• _WHAT TO DO_
Pull out the lines from the very first line of the entries up to and including the line containing "[2, 44, 19, 57]", and reproduce them unchanged.
══ GIVEN DATA ══
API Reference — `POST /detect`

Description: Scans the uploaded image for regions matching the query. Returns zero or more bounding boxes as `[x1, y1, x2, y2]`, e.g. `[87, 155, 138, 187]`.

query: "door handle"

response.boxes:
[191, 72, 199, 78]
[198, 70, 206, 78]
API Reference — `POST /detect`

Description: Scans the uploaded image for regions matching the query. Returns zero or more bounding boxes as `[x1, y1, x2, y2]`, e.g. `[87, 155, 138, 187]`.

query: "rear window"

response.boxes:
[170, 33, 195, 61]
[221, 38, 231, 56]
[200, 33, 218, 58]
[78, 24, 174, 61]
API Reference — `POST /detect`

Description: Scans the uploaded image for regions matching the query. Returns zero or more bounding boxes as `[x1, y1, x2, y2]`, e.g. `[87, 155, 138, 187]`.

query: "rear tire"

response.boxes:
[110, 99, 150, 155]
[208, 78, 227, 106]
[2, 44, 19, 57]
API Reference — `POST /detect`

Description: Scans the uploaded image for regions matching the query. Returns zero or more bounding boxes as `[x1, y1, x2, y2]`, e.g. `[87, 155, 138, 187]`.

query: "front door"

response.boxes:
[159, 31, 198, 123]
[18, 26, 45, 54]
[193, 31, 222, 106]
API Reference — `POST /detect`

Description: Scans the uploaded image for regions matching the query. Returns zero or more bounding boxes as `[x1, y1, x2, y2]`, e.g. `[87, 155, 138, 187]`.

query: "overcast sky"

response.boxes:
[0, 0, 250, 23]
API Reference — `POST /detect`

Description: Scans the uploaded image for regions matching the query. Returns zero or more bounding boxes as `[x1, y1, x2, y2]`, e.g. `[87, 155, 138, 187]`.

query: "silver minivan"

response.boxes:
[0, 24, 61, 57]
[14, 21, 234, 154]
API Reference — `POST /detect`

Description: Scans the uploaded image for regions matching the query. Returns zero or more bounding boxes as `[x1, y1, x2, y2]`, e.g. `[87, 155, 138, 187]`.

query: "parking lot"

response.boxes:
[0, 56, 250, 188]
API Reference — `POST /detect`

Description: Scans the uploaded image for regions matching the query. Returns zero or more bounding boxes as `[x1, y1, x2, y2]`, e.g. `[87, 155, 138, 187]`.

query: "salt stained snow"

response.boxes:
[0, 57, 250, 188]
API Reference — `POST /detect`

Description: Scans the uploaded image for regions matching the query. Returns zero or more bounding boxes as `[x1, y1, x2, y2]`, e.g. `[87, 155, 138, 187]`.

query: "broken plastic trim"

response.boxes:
═══
• _CORRECT OUTPUT_
API Reference — `POST /detect`

Description: Scans the uploaded image for regions matching the query. Returns zero or more bounding boxes as `[x1, y1, x2, y2]`, e.g. `[87, 155, 138, 187]`.

query: "door handle"

response.boxes:
[191, 72, 199, 78]
[198, 70, 206, 78]
API Reference — `POST /detect`

Description: Scans the uploaded image for regions matching the query. Returns zero or more bounding boxes as `[x1, y1, x2, y2]`, e.g. `[87, 155, 138, 187]`.

query: "rear window"

response.boxes:
[170, 33, 195, 61]
[221, 38, 231, 56]
[200, 33, 218, 58]
[78, 24, 174, 61]
API Reference — `POST /detect`

Description: Scans the uploaded image for regions matching the query. Returns zero or more bounding boxes as `[x1, y1, x2, y2]`, e.g. `[87, 155, 138, 187]`.

query: "rear tire"

response.boxes:
[110, 99, 150, 155]
[208, 78, 227, 106]
[2, 44, 19, 57]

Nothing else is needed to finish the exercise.